Start of Extracted records

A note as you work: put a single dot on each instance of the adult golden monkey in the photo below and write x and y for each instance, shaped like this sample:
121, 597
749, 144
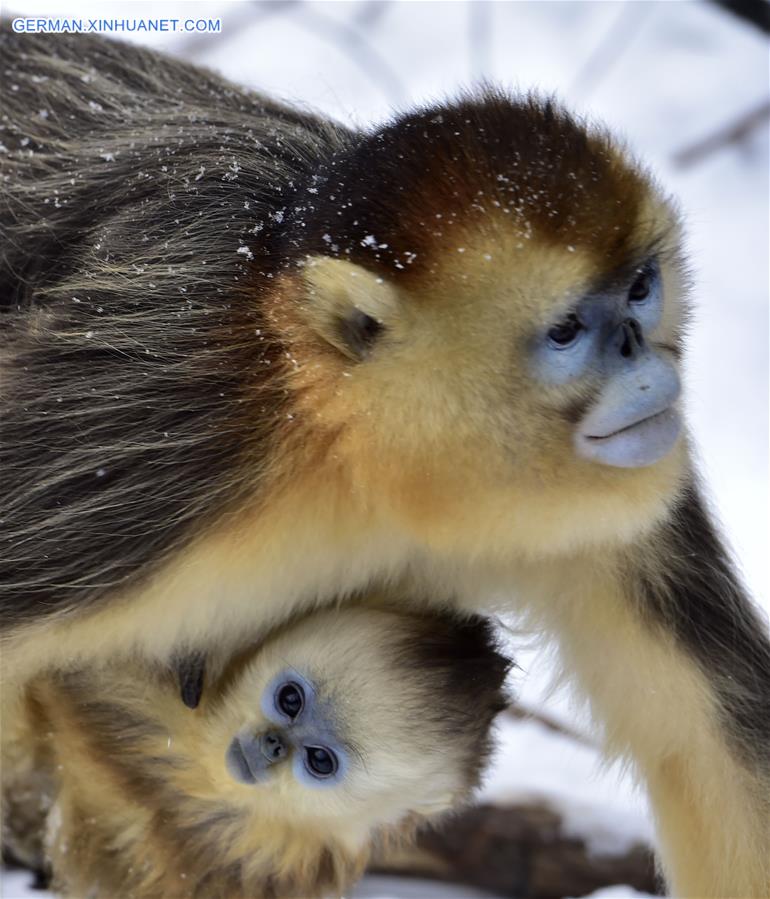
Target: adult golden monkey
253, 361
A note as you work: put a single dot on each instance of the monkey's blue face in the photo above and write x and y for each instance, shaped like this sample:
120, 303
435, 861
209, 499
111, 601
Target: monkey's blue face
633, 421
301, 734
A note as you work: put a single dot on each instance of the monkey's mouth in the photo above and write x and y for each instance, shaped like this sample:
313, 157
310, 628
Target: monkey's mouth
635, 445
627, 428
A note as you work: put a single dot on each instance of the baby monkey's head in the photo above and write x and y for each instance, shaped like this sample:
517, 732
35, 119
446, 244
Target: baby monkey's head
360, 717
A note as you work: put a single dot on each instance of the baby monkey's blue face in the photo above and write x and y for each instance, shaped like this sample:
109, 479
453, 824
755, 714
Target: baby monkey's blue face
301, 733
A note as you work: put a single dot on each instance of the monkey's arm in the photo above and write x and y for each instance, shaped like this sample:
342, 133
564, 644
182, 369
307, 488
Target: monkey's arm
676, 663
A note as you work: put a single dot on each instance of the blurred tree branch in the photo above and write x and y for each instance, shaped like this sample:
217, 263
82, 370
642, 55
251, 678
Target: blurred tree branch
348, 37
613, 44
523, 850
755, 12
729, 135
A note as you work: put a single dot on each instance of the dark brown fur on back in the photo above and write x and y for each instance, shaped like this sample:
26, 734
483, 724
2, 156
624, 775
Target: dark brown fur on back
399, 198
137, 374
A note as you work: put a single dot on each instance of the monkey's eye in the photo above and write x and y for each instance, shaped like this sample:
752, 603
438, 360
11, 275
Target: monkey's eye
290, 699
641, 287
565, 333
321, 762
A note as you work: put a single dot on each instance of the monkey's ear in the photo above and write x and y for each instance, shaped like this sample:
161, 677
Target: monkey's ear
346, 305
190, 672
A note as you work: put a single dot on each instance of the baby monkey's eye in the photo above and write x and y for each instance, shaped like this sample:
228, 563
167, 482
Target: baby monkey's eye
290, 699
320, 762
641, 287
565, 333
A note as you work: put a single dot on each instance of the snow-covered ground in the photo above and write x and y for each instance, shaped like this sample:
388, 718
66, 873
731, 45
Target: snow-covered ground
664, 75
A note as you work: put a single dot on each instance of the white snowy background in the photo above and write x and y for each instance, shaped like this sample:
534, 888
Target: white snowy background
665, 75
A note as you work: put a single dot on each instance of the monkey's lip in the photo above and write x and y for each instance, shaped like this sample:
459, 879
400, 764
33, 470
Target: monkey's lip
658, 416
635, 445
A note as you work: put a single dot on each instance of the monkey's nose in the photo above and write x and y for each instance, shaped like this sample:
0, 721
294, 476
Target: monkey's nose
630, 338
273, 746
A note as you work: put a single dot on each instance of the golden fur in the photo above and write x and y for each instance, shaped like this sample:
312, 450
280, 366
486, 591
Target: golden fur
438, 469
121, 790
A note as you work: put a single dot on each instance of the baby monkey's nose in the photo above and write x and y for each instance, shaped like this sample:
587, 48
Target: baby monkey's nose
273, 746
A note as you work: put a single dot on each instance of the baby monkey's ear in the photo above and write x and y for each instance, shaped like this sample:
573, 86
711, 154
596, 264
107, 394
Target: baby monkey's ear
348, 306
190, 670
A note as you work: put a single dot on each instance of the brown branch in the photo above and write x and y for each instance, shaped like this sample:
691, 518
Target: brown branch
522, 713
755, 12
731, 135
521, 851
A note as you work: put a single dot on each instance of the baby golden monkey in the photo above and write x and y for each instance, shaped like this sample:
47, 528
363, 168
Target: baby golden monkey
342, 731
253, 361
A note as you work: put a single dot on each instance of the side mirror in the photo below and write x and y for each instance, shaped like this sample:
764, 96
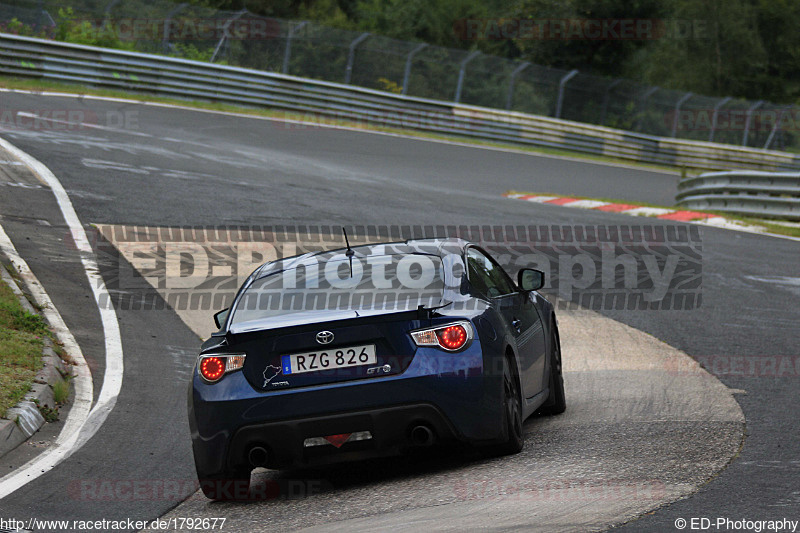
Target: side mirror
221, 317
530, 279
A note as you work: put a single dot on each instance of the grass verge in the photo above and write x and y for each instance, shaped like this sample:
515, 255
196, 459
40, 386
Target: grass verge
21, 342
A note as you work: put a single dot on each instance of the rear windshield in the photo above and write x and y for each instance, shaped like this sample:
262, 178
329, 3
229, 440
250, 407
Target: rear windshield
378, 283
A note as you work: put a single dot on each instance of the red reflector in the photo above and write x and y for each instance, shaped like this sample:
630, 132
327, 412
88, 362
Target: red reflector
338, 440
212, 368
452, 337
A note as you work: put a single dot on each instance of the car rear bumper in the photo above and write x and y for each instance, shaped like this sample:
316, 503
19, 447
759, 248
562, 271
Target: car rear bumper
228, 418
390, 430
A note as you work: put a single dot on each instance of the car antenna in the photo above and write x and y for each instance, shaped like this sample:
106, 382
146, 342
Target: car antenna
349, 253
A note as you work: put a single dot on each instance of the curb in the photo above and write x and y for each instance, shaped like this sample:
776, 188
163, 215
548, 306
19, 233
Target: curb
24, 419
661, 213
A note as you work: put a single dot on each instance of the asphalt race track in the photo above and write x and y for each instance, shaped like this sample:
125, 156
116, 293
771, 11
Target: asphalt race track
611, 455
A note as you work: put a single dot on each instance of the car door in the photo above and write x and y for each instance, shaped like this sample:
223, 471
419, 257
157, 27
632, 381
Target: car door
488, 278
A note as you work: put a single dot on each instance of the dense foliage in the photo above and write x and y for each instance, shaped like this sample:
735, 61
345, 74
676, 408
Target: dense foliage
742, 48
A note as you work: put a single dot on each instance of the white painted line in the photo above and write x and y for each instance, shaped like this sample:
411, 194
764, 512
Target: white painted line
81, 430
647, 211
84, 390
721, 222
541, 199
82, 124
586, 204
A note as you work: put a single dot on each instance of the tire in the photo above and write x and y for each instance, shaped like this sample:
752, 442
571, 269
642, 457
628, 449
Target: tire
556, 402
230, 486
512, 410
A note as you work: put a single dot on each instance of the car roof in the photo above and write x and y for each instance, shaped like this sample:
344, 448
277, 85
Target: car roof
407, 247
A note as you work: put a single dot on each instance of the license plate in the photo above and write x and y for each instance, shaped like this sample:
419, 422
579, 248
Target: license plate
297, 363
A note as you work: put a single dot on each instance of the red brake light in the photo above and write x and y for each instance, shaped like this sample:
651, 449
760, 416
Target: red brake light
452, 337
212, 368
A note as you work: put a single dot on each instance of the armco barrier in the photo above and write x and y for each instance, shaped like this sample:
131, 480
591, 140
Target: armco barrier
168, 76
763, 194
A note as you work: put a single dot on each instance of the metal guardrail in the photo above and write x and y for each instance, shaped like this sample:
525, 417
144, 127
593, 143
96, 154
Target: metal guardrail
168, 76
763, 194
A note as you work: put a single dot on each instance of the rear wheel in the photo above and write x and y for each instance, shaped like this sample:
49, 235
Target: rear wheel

End of Extracted records

[Your instructions] From the material above, copy every line that has the word "wheel" in it.

[Output of the exercise]
A note as you work: put a single dot on each instance of the rear wheel in the photo above and write x and y for each instance, shaped like this sample:
Target: rear wheel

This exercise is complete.